> WRITTEN EXERCISE 1
Which lines of the listing contain the string "older"? Return each of those lines in full, treating case as significant.

> EXCERPTED PASSAGE
begin
2017-Jul-15, 05:12 PM
BigDon's "war stories" :) are always informative and entertaining, and I thought I'd just say so...

Thanks, BigDon...and keep 'em coming.

DaveC426913
2017-Jul-16, 06:59 PM
... a distinct shower of ejecta. Stuff that looked important from an aeronautical stand point.
:rofl:

I have this image of the co-pilot looking out the window and pointing and some piece of something or other receding in the distance and saying "Hey, that's a [X]. Don't we need that?"

otakenji
2017-Jul-30, 03:34 AM
After a jet engine throws a compressor blade, even if the engine is shut down, there will be some windmilling effect as air keeps going into the engine.
(Ex USAF Jet Engine Mechanic)
end
> MATERIAL
begin
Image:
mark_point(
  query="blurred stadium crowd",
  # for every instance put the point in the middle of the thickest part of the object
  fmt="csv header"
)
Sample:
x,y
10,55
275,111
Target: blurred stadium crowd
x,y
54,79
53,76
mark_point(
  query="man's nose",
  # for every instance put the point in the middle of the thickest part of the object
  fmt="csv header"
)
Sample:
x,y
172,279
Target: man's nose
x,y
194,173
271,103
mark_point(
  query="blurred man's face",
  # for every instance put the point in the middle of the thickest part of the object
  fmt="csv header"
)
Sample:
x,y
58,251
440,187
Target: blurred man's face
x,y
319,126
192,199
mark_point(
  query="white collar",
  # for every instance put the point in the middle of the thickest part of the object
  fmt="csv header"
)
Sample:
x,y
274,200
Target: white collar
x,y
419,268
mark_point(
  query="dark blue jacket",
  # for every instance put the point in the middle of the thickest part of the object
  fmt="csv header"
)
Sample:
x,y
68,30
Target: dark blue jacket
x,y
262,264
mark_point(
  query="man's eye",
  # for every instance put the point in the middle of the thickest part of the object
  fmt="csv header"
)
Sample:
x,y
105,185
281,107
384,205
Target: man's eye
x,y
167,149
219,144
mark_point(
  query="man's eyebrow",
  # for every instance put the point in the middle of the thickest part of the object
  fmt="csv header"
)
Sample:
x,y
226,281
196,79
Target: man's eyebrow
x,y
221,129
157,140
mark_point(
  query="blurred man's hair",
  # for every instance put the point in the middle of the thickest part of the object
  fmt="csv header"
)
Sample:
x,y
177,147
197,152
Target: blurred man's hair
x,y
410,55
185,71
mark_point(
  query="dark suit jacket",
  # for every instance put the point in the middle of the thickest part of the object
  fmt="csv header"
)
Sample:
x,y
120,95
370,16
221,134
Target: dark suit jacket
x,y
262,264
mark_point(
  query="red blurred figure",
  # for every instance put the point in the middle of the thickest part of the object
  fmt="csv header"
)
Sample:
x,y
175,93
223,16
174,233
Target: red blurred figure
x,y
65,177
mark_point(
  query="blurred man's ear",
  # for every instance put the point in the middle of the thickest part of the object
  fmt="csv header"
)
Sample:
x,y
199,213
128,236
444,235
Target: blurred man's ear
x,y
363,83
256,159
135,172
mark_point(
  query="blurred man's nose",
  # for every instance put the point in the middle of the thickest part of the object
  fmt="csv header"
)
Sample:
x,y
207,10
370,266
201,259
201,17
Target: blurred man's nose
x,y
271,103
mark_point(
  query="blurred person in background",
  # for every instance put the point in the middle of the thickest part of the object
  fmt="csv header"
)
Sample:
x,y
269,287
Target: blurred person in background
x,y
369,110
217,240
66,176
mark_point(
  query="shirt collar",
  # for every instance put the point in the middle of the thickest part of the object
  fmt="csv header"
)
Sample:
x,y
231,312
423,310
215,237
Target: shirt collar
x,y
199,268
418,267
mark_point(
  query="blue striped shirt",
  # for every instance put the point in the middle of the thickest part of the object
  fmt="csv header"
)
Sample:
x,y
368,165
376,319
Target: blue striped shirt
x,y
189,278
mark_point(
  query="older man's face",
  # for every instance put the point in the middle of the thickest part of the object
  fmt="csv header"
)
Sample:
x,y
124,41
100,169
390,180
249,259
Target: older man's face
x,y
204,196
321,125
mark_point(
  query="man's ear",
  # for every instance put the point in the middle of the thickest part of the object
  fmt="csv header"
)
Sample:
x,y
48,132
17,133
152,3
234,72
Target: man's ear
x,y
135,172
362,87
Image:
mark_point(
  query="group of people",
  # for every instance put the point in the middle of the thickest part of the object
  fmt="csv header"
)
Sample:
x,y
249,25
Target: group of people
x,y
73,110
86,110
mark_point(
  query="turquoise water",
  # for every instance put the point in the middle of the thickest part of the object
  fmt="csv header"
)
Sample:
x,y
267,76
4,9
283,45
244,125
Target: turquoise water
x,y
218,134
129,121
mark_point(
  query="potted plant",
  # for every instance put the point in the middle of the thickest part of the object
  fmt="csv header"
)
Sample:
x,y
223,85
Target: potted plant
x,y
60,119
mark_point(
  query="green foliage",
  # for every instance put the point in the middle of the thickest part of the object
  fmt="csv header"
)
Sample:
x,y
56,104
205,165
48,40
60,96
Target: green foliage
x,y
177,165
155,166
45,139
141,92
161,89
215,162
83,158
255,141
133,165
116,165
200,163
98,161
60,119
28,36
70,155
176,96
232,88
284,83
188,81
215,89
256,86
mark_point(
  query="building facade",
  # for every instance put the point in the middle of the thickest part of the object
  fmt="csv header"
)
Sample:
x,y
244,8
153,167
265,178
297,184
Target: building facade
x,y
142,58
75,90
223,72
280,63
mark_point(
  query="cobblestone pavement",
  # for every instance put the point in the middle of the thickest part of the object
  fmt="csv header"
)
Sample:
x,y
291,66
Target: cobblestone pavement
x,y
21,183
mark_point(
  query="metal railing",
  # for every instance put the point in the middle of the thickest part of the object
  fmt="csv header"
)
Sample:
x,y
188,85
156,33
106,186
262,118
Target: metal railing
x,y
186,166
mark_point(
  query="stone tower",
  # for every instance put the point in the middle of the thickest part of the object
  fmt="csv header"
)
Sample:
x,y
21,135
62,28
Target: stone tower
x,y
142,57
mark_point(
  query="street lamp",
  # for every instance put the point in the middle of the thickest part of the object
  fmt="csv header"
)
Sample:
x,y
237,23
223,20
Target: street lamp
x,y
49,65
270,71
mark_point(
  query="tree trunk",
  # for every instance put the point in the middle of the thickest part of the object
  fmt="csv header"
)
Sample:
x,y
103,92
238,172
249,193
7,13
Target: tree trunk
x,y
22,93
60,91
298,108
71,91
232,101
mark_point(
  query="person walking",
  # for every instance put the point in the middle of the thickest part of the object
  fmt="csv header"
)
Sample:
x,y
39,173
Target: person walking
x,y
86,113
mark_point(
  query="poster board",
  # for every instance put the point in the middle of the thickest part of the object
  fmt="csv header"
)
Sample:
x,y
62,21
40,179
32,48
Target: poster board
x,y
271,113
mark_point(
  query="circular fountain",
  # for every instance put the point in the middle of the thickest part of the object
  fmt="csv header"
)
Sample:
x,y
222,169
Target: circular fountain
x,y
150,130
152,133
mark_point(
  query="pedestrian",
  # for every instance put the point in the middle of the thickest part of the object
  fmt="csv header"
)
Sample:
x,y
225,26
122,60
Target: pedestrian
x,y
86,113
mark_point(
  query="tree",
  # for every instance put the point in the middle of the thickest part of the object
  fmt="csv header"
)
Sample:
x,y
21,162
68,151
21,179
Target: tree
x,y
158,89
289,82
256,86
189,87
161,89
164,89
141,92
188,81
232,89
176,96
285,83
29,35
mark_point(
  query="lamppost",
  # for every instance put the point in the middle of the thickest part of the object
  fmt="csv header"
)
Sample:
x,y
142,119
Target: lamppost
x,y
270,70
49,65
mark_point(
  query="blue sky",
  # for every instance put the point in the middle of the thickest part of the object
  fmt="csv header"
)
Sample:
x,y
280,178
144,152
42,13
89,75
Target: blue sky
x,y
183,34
end
> WRITTEN EXERCISE 2
Go on with the forum thread about BigDon's aviation war stories, picking up after its last post.

> ANSWER 1
  query="older man's face",
Target: older man's face

> ANSWER 2
swampyankee
2017-Jul-30, 12:51 PM
After a jet engine throws a compressor blade, even if the engine is shut down, there will be some windmilling effect as air keeps going into the engine.
(Ex USAF Jet Engine Mechanic)

They can keep running. My manager, back when I was in college, tried to find what would cause a catastrophic shutdown of a T53, the engine (there was only the one) in a Huey. He brought in his M1911 Colt, clamped it in a vice in a test cell, and proceeded, methodically, to shoot up a running engine, which kept running through most of it, excep when the fuel control got holed.